==== GIVEN TEXT ====
When compared with the Powerhouse Museum’s ripe old age of 133 years, the Powerhouse Discovery Centre can definitely be considered to be a much younger sibling, but the team of staff and volunteers from the Discovery Centre are very excited to be celebrating our fifth birthday on Saturday 10th March.
In March 2007, the Powerhouse Discovery Centre opened its doors as the Powerhouse Museum’s publicly accessible storage and collection care facility, a project that took around five years and hundreds of hours of hard work from staff members across the Museum’s departments. Since opening, the Discovery Centre has been described as a ’treasure trove of objects’, ‘the knick-knack faddy shack’ and the ‘best sheds full of amazing stuff’ that some visitors and reporters have seen. Housing over 50 000 objects in state-of-the-art facilities, the Discovery Centre really is a wonderland of amazing memories and stories and for many of our visitors, a lovely trip down memory lane. These days, our younger visitors were not even born when Sydney hosted the 2000 Olympic Games so for some, even our newest objects are considered ‘old’!
==== SUPPLIED RECORDS ====
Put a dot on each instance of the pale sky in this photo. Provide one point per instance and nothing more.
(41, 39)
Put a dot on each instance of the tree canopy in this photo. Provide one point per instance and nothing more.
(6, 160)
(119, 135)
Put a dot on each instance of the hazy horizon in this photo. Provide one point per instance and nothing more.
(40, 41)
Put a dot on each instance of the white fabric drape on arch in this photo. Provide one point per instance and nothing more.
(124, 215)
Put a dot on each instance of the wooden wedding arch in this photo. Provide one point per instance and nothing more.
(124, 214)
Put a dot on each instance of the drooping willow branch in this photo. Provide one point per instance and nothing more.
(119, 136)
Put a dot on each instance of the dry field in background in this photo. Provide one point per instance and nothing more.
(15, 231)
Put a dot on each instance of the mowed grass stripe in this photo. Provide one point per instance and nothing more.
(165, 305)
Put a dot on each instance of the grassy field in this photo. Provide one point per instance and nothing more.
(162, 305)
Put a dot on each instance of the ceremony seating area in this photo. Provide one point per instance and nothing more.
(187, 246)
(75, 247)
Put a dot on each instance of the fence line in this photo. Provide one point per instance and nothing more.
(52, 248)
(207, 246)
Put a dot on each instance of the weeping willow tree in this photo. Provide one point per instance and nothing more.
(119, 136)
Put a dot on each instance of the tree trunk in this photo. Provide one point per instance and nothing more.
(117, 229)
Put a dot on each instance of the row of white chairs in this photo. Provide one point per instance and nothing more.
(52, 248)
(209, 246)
====
CHALLENGES:
(A) Transcribe the portion of the passage on the Powerhouse Discovery Centre between "In March 2007, the" and "are considered ‘old’!", inclusive.
(B) Rescale the records between the line holding "Put a dot on each instance of the tree trunk" and the end of the records, inclusive, by reproducing every line, requests included, with each point coordinate multiplied by 0.3 and rounded to a whole number, halves rounded up. Return only those lines.

RESULTS BY TASK:
(A)
In March 2007, the Powerhouse Discovery Centre opened its doors as the Powerhouse Museum’s publicly accessible storage and collection care facility, a project that took around five years and hundreds of hours of hard work from staff members across the Museum’s departments. Since opening, the Discovery Centre has been described as a ’treasure trove of objects’, ‘the knick-knack faddy shack’ and the ‘best sheds full of amazing stuff’ that some visitors and reporters have seen. Housing over 50 000 objects in state-of-the-art facilities, the Discovery Centre really is a wonderland of amazing memories and stories and for many of our visitors, a lovely trip down memory lane. These days, our younger visitors were not even born when Sydney hosted the 2000 Olympic Games so for some, even our newest objects are considered ‘old’!

(B)
Put a dot on each instance of the tree trunk in this photo. Provide one point per instance and nothing more.
(35, 69)
Put a dot on each instance of the row of white chairs in this photo. Provide one point per instance and nothing more.
(16, 74)
(63, 74)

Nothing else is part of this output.